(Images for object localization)
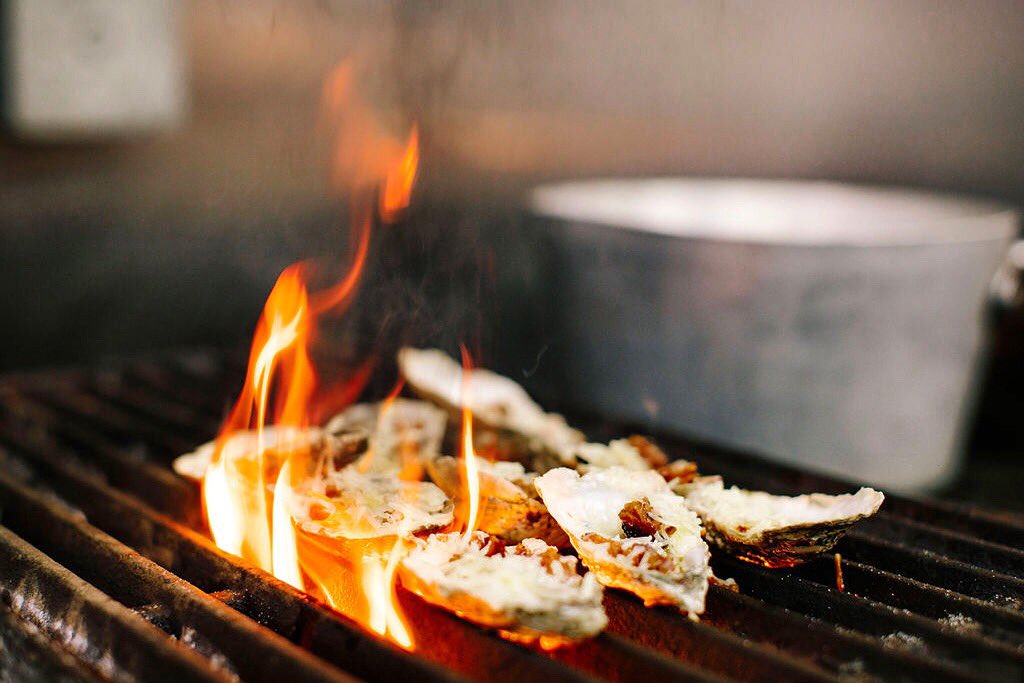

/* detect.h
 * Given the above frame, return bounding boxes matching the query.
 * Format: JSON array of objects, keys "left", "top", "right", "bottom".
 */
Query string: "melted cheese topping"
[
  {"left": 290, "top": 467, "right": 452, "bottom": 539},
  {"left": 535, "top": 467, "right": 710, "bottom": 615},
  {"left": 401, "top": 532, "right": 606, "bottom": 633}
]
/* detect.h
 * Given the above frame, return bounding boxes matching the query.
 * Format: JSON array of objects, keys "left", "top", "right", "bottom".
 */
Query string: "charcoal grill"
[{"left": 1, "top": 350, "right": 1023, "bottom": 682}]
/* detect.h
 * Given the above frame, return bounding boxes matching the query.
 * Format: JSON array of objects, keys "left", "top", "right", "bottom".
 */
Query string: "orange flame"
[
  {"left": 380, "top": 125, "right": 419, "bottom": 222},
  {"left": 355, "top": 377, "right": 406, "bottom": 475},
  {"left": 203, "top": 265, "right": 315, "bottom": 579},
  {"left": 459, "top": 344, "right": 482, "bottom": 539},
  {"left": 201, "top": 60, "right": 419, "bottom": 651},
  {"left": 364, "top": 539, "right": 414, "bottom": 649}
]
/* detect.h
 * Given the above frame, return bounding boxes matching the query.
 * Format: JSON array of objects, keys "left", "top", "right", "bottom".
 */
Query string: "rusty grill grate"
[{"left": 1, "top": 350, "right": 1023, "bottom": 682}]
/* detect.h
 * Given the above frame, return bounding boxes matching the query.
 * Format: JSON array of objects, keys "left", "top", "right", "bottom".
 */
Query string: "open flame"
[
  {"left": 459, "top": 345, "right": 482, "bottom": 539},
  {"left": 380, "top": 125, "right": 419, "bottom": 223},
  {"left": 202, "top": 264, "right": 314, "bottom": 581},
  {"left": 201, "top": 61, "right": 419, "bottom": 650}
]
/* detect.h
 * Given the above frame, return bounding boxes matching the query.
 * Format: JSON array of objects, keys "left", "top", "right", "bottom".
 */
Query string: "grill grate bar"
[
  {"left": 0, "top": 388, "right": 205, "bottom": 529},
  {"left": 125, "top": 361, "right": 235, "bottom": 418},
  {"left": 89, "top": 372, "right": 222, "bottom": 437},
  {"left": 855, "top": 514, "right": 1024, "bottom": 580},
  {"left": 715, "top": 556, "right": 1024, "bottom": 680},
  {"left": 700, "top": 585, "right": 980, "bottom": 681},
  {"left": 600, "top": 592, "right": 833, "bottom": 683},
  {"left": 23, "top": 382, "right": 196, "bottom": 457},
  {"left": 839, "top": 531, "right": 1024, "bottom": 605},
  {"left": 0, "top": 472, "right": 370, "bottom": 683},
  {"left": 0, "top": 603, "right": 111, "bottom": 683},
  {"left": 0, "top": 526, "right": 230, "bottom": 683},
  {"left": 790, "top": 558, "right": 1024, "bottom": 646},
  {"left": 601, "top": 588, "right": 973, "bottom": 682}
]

→ **PROBLEM DESCRIPTION**
Reproduce the whole of the data, word for word, and omit its pictures.

→ **COMPLETED TASK**
/* detect.h
 * Given the above frame, return bounding boxes matching the query.
 * Format: JSON array of objects, keys "left", "top", "right", "bottom".
 */
Query string: "melted cheese topping"
[
  {"left": 290, "top": 467, "right": 452, "bottom": 539},
  {"left": 535, "top": 467, "right": 710, "bottom": 615},
  {"left": 401, "top": 532, "right": 606, "bottom": 633}
]
/* detect.h
 * Given the above frame, return bounding boxes matching the query.
 * Format: JSON array of objects, keys "left", "top", "right", "bottom".
 */
Query string: "charcoal grill"
[{"left": 1, "top": 350, "right": 1023, "bottom": 682}]
/* detect.h
 * Given the above frame, return bounding boxes matching the query.
 * Format: JSON array of objects, keys "left", "top", "right", "bottom".
 */
Query string: "orange flame"
[
  {"left": 380, "top": 125, "right": 419, "bottom": 222},
  {"left": 355, "top": 377, "right": 406, "bottom": 475},
  {"left": 203, "top": 265, "right": 315, "bottom": 579},
  {"left": 459, "top": 344, "right": 482, "bottom": 539},
  {"left": 201, "top": 60, "right": 419, "bottom": 651},
  {"left": 364, "top": 539, "right": 414, "bottom": 649}
]
/* detect.h
 * Given the above frame, return bounding boxes matching the query.
 * Format: JSON array of objects, keys "left", "top", "right", "bottom".
 */
Query string: "rusty grill grate"
[{"left": 1, "top": 350, "right": 1023, "bottom": 682}]
/* detect.h
 * Given the above frame, return bounding boxes matching the query.
 * Format: JSON array of objects, keys "left", "top", "right", "bottom".
 */
Query string: "open flame"
[
  {"left": 459, "top": 345, "right": 482, "bottom": 539},
  {"left": 380, "top": 125, "right": 419, "bottom": 223},
  {"left": 202, "top": 264, "right": 314, "bottom": 581},
  {"left": 201, "top": 61, "right": 419, "bottom": 650}
]
/* detect.h
 * Given the above frame, return bounding boxes matching the query.
 * Format: JSON array of objects, keys "left", "top", "right", "bottom".
 */
Query string: "grill grate bar"
[
  {"left": 0, "top": 388, "right": 205, "bottom": 529},
  {"left": 125, "top": 361, "right": 235, "bottom": 418},
  {"left": 89, "top": 372, "right": 222, "bottom": 437},
  {"left": 855, "top": 514, "right": 1024, "bottom": 580},
  {"left": 715, "top": 556, "right": 1024, "bottom": 680},
  {"left": 700, "top": 585, "right": 980, "bottom": 681},
  {"left": 600, "top": 592, "right": 833, "bottom": 683},
  {"left": 23, "top": 382, "right": 196, "bottom": 457},
  {"left": 839, "top": 531, "right": 1024, "bottom": 605},
  {"left": 0, "top": 472, "right": 370, "bottom": 683},
  {"left": 0, "top": 603, "right": 111, "bottom": 683},
  {"left": 0, "top": 526, "right": 230, "bottom": 683},
  {"left": 790, "top": 558, "right": 1024, "bottom": 646},
  {"left": 601, "top": 588, "right": 973, "bottom": 682}
]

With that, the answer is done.